### What the task requires
Quote exactly the lines from the one with "instance like [65,17]." to the end of the data, both included; omit the pictures.

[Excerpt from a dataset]

◇ ◇ ◇ ◇ ◇

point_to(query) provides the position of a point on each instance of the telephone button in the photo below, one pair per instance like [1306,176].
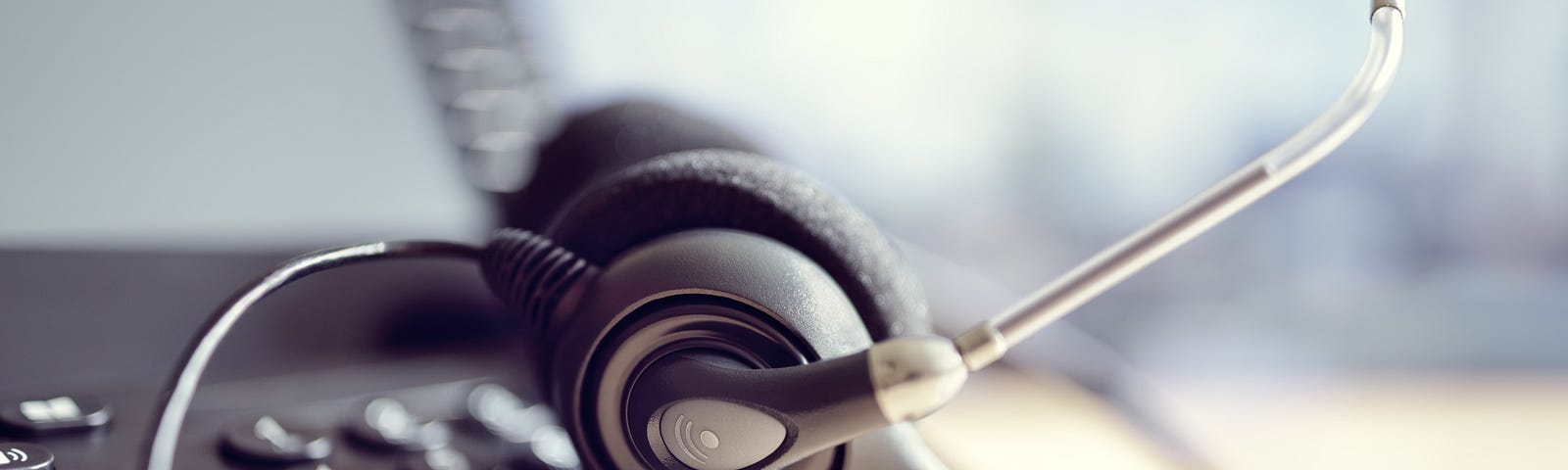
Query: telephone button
[269,441]
[25,456]
[55,414]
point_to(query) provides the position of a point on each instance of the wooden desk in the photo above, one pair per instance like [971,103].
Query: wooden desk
[1010,420]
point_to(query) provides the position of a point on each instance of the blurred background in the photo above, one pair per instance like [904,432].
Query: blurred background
[1402,305]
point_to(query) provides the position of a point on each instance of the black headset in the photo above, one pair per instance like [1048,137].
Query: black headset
[698,306]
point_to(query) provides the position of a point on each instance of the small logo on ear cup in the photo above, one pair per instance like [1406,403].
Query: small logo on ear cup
[697,446]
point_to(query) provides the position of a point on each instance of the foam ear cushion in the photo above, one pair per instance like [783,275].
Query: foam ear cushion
[744,192]
[600,143]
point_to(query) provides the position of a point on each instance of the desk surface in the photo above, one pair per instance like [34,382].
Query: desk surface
[1346,422]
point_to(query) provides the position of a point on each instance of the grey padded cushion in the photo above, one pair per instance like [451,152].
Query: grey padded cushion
[745,192]
[600,143]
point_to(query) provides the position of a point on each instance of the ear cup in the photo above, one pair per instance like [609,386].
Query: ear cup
[749,193]
[600,143]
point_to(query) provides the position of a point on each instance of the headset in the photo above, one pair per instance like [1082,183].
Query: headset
[698,306]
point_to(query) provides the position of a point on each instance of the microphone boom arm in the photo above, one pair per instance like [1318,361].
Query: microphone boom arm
[987,342]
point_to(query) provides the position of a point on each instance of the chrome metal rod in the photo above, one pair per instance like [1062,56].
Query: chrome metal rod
[987,342]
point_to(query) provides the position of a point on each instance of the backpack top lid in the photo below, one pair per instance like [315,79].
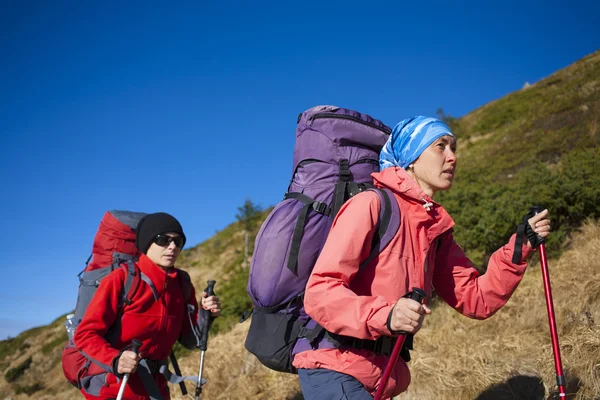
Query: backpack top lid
[321,126]
[115,239]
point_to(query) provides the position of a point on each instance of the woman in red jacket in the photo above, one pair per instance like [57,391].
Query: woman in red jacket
[417,161]
[158,316]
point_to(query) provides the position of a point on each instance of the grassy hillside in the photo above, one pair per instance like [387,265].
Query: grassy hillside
[537,145]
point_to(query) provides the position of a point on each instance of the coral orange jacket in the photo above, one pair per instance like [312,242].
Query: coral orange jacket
[423,254]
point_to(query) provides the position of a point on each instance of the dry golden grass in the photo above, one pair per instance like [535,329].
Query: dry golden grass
[508,356]
[458,358]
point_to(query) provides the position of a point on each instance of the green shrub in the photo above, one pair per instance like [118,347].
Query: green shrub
[15,373]
[28,389]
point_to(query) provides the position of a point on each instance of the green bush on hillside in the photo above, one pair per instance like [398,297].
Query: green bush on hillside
[487,213]
[15,373]
[28,389]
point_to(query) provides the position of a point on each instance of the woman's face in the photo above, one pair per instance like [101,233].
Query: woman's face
[165,249]
[434,169]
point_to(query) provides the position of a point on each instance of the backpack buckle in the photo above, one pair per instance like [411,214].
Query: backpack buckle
[321,207]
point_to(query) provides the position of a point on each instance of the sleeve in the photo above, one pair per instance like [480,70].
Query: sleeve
[329,299]
[99,316]
[477,296]
[191,330]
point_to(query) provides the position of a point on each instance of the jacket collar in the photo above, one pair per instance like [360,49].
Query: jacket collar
[157,275]
[423,209]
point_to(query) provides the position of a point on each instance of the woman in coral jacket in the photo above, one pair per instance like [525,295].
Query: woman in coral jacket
[417,161]
[158,316]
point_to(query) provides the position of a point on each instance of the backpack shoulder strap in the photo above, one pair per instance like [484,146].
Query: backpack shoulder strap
[388,224]
[132,282]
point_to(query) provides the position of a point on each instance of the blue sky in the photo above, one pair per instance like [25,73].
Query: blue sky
[191,108]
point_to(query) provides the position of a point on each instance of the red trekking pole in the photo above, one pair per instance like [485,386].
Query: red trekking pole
[417,295]
[560,377]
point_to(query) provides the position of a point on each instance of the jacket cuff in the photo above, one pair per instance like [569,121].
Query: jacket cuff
[389,322]
[525,250]
[115,366]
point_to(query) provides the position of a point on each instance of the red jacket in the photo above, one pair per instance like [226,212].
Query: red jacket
[422,254]
[158,324]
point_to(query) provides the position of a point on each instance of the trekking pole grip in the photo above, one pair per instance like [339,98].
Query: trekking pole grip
[417,295]
[135,347]
[206,316]
[536,210]
[210,289]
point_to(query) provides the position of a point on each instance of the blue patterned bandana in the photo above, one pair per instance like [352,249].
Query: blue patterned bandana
[409,139]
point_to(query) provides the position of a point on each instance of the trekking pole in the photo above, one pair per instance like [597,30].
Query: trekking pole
[417,295]
[210,291]
[135,347]
[560,377]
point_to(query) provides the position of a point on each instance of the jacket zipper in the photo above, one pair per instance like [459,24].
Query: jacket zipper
[351,118]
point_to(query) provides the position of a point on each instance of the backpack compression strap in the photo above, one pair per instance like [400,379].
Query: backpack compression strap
[309,204]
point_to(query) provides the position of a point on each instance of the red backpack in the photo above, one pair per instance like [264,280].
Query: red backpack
[114,247]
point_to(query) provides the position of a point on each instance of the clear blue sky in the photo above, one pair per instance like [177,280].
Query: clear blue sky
[191,108]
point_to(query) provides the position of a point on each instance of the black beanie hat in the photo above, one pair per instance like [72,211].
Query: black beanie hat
[152,225]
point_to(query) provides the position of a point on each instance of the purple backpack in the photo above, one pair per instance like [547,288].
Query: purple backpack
[335,153]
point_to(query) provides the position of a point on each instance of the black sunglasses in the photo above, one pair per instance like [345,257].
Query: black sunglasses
[164,240]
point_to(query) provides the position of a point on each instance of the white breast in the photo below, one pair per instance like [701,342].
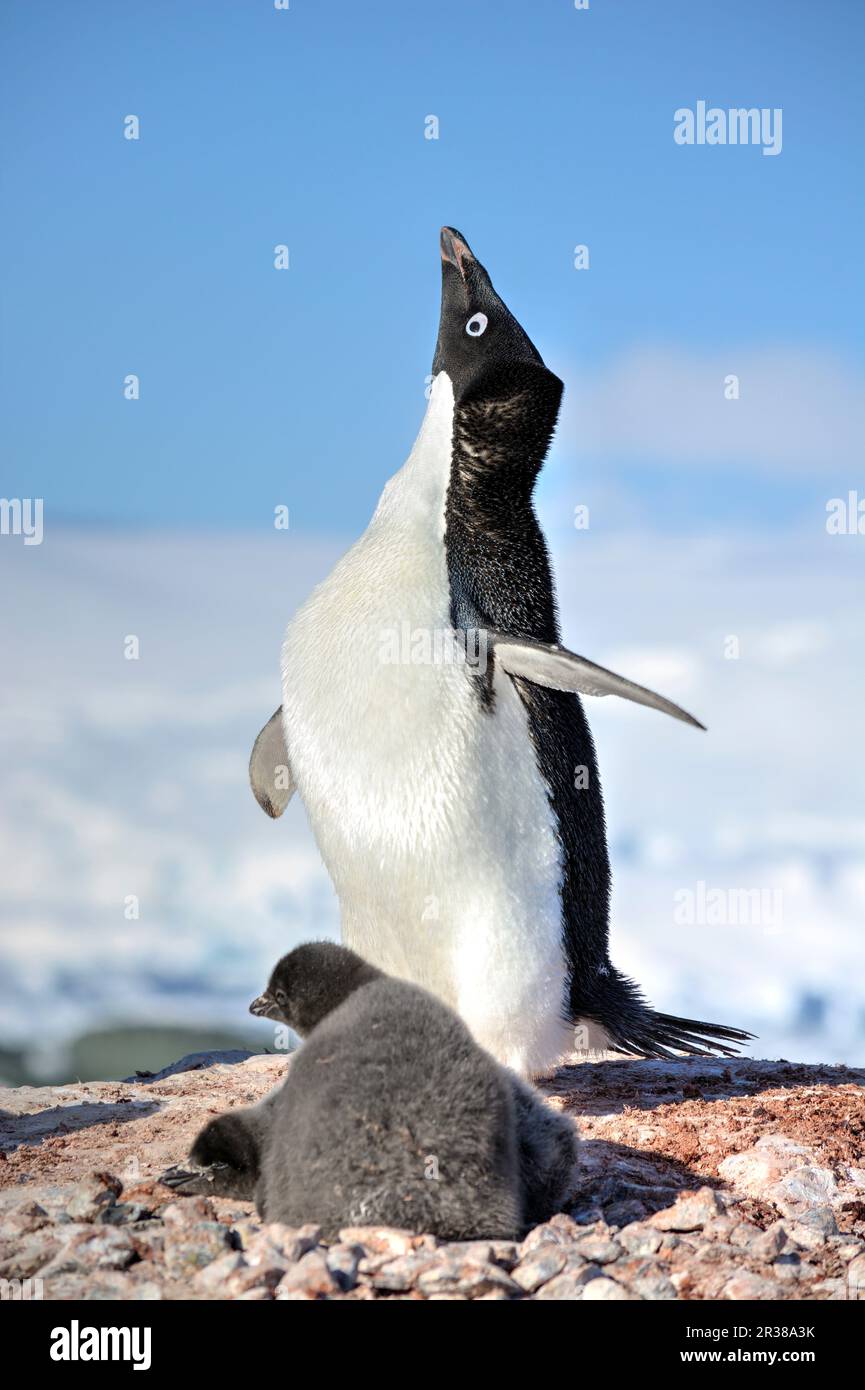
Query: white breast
[431,816]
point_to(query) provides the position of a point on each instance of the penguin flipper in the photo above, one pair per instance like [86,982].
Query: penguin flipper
[270,774]
[562,670]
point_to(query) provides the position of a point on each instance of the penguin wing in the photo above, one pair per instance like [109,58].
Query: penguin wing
[562,670]
[270,774]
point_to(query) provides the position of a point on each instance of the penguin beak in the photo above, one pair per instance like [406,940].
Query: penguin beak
[455,250]
[264,1007]
[480,344]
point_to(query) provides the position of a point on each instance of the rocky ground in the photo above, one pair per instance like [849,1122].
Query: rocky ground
[698,1180]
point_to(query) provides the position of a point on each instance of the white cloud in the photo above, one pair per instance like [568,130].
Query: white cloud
[798,412]
[139,786]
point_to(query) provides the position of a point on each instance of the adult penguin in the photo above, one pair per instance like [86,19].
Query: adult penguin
[433,724]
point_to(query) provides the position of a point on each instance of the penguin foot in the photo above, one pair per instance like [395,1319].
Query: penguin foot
[213,1180]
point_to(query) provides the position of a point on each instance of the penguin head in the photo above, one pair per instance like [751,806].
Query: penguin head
[310,982]
[481,346]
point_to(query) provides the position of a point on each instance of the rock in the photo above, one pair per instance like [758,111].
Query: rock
[191,1247]
[402,1273]
[744,1285]
[93,1196]
[595,1250]
[570,1283]
[89,1250]
[538,1266]
[766,1244]
[308,1279]
[281,1244]
[804,1187]
[639,1239]
[555,1232]
[25,1219]
[85,1237]
[855,1278]
[602,1287]
[217,1273]
[691,1211]
[654,1286]
[466,1278]
[381,1240]
[342,1261]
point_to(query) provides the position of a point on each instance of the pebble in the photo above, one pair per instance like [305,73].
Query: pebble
[93,1196]
[605,1289]
[540,1266]
[691,1211]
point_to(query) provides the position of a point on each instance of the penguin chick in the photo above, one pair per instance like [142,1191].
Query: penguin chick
[390,1115]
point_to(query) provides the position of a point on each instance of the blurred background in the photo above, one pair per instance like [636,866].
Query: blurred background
[698,538]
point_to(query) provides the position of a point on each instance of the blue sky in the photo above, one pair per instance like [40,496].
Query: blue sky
[308,128]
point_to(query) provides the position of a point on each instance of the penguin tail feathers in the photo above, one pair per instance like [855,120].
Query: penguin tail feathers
[634,1029]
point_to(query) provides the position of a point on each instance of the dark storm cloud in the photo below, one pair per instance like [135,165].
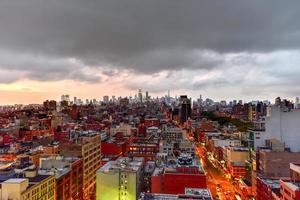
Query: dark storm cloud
[146,36]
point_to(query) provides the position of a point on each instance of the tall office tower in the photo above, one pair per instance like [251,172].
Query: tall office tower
[140,96]
[185,110]
[87,147]
[75,100]
[147,96]
[297,103]
[105,99]
[30,187]
[120,179]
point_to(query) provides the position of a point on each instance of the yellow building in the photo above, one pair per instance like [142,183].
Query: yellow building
[33,187]
[120,179]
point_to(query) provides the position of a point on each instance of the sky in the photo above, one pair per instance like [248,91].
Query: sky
[230,49]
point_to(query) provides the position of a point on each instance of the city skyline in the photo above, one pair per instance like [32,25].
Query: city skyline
[112,48]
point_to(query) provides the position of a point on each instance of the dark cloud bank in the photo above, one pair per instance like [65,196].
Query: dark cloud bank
[146,36]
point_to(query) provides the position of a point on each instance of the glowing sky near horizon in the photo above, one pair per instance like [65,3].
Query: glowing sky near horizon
[221,49]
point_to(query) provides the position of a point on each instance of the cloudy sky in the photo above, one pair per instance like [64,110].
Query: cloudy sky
[221,49]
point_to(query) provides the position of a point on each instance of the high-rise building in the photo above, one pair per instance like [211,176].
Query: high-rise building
[140,96]
[147,96]
[297,102]
[105,99]
[120,179]
[185,110]
[87,147]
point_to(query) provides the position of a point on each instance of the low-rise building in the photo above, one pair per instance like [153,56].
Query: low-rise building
[120,179]
[32,187]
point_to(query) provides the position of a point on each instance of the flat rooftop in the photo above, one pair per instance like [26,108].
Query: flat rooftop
[126,164]
[15,180]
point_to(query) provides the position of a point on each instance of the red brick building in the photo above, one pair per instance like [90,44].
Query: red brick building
[144,147]
[265,188]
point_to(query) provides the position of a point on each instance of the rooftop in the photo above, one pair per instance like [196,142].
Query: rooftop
[15,180]
[124,163]
[293,185]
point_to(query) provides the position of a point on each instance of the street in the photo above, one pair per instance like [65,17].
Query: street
[220,187]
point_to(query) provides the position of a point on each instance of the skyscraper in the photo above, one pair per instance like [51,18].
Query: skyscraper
[140,96]
[185,110]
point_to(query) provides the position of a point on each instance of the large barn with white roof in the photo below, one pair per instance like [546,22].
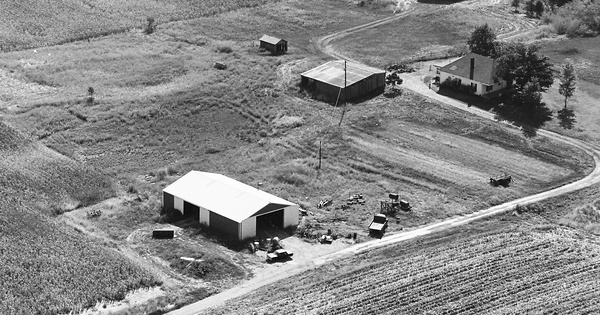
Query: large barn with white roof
[227,205]
[348,80]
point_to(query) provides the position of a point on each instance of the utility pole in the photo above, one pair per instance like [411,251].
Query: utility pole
[319,154]
[344,109]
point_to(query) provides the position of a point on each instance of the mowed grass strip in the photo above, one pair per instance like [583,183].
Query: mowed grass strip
[494,272]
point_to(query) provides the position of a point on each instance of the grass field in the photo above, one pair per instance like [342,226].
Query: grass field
[34,23]
[586,55]
[419,35]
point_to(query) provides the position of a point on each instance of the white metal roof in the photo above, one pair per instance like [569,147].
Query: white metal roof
[270,39]
[334,74]
[223,195]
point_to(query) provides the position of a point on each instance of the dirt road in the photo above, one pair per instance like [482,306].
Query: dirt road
[415,83]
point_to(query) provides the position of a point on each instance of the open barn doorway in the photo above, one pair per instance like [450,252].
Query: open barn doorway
[270,224]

◇ ◇ ◇ ◇ ◇

### Exercise answer
point_to(query) provides the position of a point on each instance of the street in the photo above, one pair per instance like [65,17].
Query: street
[220,187]
point_to(query) provides the position of a point on each instance of the skyscraper in the photo above, one pair per instance like [51,18].
Query: skyscraper
[140,96]
[185,110]
point_to(query) provides the position of a point on each instance of the large barn with white roof in the photo below, one pair per instance like [546,22].
Query: large barn with white roof
[227,205]
[348,80]
point_to(query) provides the position of a point on each instance of the utility pole in the photo above, one pair per instance like [411,251].
Query: utility pole
[319,154]
[344,109]
point_to(query) provides the position of a point on each instance of the mowed grass strip in the photo above, one pair per instance like [583,183].
Query: mowed grass strip
[494,272]
point_to(query) provides the position of a point on each instance of the grass field in the photo above, one pair per instance like [342,226].
Query: grass field
[34,23]
[586,55]
[419,35]
point_to(query) provides the position of a point on each instance of the white metal roof in the photo above, one pair per instance like [569,147].
Query: white metal roof
[270,39]
[334,74]
[223,195]
point_to(query) provides the position of a point on each instance of the dirt road in the photo above, one pair per instance like [482,306].
Query: dirt road
[415,83]
point_to(query) provides the position of a point on each instance of the open barn doorway in the photo above, one pair per instance like [450,252].
Query: open barn doorway
[270,224]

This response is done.